§ **EXTRAIT SOURCE**
+-------+

04 janvier 2010

Si c'est un homme

Vu son sujet, les mémoires d'un prisonnier italien juif survivant d'Auschwitz, je pensais que ce livre serait une lecture très pénible. Mais heureusement, Levi nous raconte la vie au camp de concentration d'une façon très factuelle, presque scientifique, avec parfois même une touche d'humour. Et la curiosité scientifique se joint à la compassion qu'on ressent pour ces pauvres êtres, car le camp devient un extraordinaire laboratoire d'étude de la nature humaine (je sais que cela a l'air terriblement froid et cynique de dire cela, mais c'est Levi qui le dit, c'est pourquoi je me permets de le répéter). De plus, on sent qu'il a avant tout voulu porter un témoignage, et non inspirer la pitié ou attiser la haine.

+-------+

§ **Données d'étiquetage de lieux**
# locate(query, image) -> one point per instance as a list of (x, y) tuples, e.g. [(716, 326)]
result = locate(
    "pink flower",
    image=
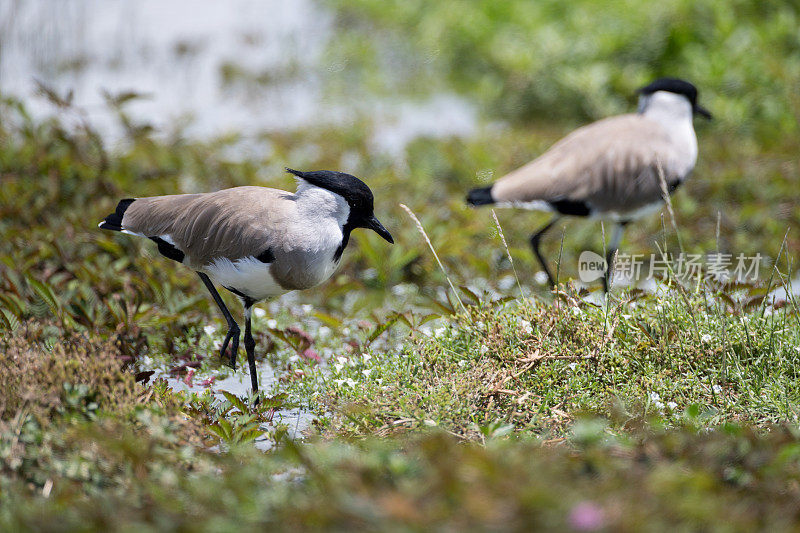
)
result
[(586, 516), (208, 382)]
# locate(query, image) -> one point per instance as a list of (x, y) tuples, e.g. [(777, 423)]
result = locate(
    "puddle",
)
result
[(241, 66), (297, 420)]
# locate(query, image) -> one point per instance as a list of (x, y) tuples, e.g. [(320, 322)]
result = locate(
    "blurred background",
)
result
[(422, 100)]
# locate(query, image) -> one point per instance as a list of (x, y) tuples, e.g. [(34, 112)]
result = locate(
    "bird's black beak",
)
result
[(375, 225), (702, 111)]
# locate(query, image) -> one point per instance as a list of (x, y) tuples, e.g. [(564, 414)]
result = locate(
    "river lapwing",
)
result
[(257, 242), (611, 169)]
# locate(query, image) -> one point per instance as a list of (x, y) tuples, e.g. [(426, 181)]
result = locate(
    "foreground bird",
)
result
[(256, 242), (611, 169)]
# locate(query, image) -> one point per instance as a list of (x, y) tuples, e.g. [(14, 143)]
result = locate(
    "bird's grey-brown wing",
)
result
[(609, 165), (232, 223)]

+-------+

Modifiez la critique de « Si c'est un homme » depuis « 04 janvier 2010 » jusqu'à « attiser la haine. » inclus, en remplaçant « Levi » par « Primo Levi ». Les items ne sont pas nécessaires ici.

04 janvier 2010

Si c'est un homme

Vu son sujet, les mémoires d'un prisonnier italien juif survivant d'Auschwitz, je pensais que ce livre serait une lecture très pénible. Mais heureusement, Primo Levi nous raconte la vie au camp de concentration d'une façon très factuelle, presque scientifique, avec parfois même une touche d'humour. Et la curiosité scientifique se joint à la compassion qu'on ressent pour ces pauvres êtres, car le camp devient un extraordinaire laboratoire d'étude de la nature humaine (je sais que cela a l'air terriblement froid et cynique de dire cela, mais c'est Primo Levi qui le dit, c'est pourquoi je me permets de le répéter). De plus, on sent qu'il a avant tout voulu porter un témoignage, et non inspirer la pitié ou attiser la haine.